▶ Texte à lire:

Nigeria : la colère du peuple

Le premier producteur de pétrole du continent vient d'être secoué par une semaine de grève générale qui a paralysé le pays. En cause : la suppression de la subvention sur les carburants décidée par le président Goodluck Jonathan le premier janvier dernier. La mesure, inattendue a fait doubler le prix de l’essence, et fait exploser le coup de la vie. Les syndicats ont appelé à la grève générale le 9 janvier. Le mouvement a été massivement suivi, particulièrement à Lagos, la capitale économique. Au coeur de la grogne sociale : le ras-le-bol de la corruption. Reportage.

De notre correspondante à Lagos

« On veut l’essence à 63 nairas le litre et rien d’autre », Charles, hurle au milieu de la foule. Il a tout juste vingt-cinq ans et déjà les traits du visage tirés. Diplômé en ingénierie mécanique au chômage, il a revêtu son costume de« pèlerin-des-parpaings » bien décidé à faire entendre sa voix. Gilet rouge, bâton et tract en main, il manifeste aux côtés de médecins, mécaniciens, vendeurs ambulants. Toutes les couches de la société, toutes ethnies et confessions confondues sont rassemblées contre un ennemi commun : le gouvernement. « Comment voulez-vous qu’on s’en sorte », explique-t-il. « Il n’y a pas de boulot, pas d'électricité, pas d’eau courante et maintenant, ils nous enlèvent la subvention sur l’essence.C’est criminel. On souffre. Cela suffit ».

▶ Données de départ:
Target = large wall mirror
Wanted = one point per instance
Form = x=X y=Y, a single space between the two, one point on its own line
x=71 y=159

▶ Consigne:
Prolongez le reportage sur la grève générale au Nigeria en reprenant juste après sa dernière phrase.

▶ Résultat final:
Le premier janvier dernier, le gouvernement nigérian a supprimé la subvention sur les carburants. Motif invoqué : le coût exorbitant qui ne cesse de grever le budget de l’Etat. Selon les autorités, l’équivalent de 5,4 milliards d’euros ont été dépensés pour l’année 2011. Une somme qui permettrait d’améliorer les infrastructures et de remédier à la corruption qui gangrène le milieu des importateurs. Pendant deux mois, les autorités ont tenté de convaincre. La campagne médiatique a été houleuse. L’Assemblée nationale a rejeté la mesure. Mais le président Jonathan a fait un passage en force afin de mener au bout la réforme du secteur pétrolier.

Hausse de 110%

L’effet a été immédiat : le prix du litre d’essence est alors passé de 65 nairas (30 centimes d’euros) à 141 nairas, soit l’équivalent de 60 centimes d’euros. Une hausse de 110%. L’impact sur le coût de la vie a été immédiat. En moyenne, les prix des produits des denrées de consommation courante et des services ont été multipliés par deux. Inacceptable aux yeux des principales centrales syndicales. Elles ont appelé à une grève générale illimitée.

Mercredi 11 janvier. Troisième jour du mouvement. Le chaos légendaire de la capitale économique est un vieux souvenir. Commerces, administrations et entreprises ont baissé le rideau. Les quelque 18 millions d’habitants sont confinés chez eux, devant l’écran de télévision. « On occupe nos maisons », ironisent certains sur les messageries BlackBerry. Les plus téméraires bravent le soleil et la poussière portée par l’Harmattan.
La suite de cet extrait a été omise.